[Stored entries]
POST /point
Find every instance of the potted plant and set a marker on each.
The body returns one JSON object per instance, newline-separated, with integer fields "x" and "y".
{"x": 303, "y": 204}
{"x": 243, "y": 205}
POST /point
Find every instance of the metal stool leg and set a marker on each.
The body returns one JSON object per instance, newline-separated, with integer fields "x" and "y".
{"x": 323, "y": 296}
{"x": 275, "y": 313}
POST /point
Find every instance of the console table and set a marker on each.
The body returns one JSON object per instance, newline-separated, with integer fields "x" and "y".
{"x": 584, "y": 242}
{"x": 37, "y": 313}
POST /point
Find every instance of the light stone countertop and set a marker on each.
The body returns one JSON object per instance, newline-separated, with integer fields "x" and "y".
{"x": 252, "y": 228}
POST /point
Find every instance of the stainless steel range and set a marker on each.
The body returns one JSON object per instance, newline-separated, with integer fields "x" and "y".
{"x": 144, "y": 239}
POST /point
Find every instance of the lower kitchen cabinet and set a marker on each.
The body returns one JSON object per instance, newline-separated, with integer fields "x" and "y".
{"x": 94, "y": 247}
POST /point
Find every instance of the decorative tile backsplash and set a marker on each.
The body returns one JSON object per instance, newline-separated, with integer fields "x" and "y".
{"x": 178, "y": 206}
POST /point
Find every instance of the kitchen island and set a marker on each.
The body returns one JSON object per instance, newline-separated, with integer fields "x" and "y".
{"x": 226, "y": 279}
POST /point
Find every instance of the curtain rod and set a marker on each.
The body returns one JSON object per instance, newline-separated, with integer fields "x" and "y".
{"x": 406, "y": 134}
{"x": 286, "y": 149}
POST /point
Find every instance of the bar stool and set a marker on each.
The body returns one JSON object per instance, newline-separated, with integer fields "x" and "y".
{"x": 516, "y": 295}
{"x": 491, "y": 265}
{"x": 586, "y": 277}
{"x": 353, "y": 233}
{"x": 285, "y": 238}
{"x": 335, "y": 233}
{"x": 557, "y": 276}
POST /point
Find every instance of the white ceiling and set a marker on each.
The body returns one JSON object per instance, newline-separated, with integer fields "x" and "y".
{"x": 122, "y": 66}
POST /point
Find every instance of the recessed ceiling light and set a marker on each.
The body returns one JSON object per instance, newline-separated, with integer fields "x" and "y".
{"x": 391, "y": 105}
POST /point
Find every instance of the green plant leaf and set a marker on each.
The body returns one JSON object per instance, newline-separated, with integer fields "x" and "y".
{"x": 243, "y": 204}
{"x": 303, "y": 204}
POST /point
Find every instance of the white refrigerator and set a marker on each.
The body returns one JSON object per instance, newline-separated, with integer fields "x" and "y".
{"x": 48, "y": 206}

DO THIS
Retype the entries exactly, including every line.

ANSWER TO THE EXERCISE
POST /point
Find every instance of the potted plant and set a marker on each.
The body returns one JSON object per instance, newline-separated, with integer fields "x" and "y".
{"x": 303, "y": 204}
{"x": 243, "y": 205}
POST /point
Find every instance of the metal stool leg and set a marker on each.
The body returns one JSON object per instance, newline-separated, with integer fields "x" and "y".
{"x": 323, "y": 296}
{"x": 275, "y": 313}
POST /point
Find every instance of the console table and set a marker on each.
The body returns one JSON object per instance, newline-separated, with integer fields "x" and "y".
{"x": 584, "y": 242}
{"x": 37, "y": 313}
POST /point
Find every instance of the light stone countertop and set a marker on each.
The body returns one JSON object per instance, newline-separated, with integer fields "x" and "y".
{"x": 252, "y": 228}
POST /point
Find every instance of the stainless steel range and set a marker on each.
The body returns one JSON object per instance, newline-separated, with integer fields "x" and "y".
{"x": 144, "y": 239}
POST /point
Find every instance of the lower kitchen cabinet and set a marker on each.
The body returns one JSON object per instance, newline-separated, with integer fields "x" and "y".
{"x": 94, "y": 247}
POST /point
Find every instance of the decorative tile backsplash and set a marker on each.
The body returns one JSON object per instance, newline-separated, with integer fields "x" and "y".
{"x": 178, "y": 206}
POST /point
Find every instance of the kitchen island and set a marker on each.
The body returns one JSON object per instance, newline-separated, with integer fields "x" and "y".
{"x": 226, "y": 279}
POST /point
Find every instance of the curtain rod and set a marker on each.
The body returns one JSON object per instance, newline-separated, with integer fields "x" and "y".
{"x": 406, "y": 134}
{"x": 286, "y": 149}
POST /point
Find every instance of the bar stool and set a marker on each.
The body returns one JSON object per instance, newline-separated, with integer fields "x" and "y".
{"x": 516, "y": 295}
{"x": 491, "y": 265}
{"x": 586, "y": 277}
{"x": 353, "y": 233}
{"x": 285, "y": 238}
{"x": 335, "y": 233}
{"x": 557, "y": 276}
POST /point
Find every instance of the white ceiling and set a marker on each.
The body returns one JSON object per instance, newline-separated, with integer fields "x" and "y".
{"x": 122, "y": 66}
POST /point
Find every instance of the recessed ceiling light and set a marker on each.
The body returns one JSON object per instance, newline-separated, with integer fields "x" and "y".
{"x": 391, "y": 105}
POST /point
Find every instance of the green plant leaf and set a marker on each.
The body returns one JSON object per instance, newline-separated, with integer fields "x" and "y".
{"x": 243, "y": 204}
{"x": 303, "y": 204}
POST /point
Find every instance of the white refrigerator and set a marker on each.
The body returns one JSON object per instance, newline-separated, with integer fields "x" and "y".
{"x": 48, "y": 206}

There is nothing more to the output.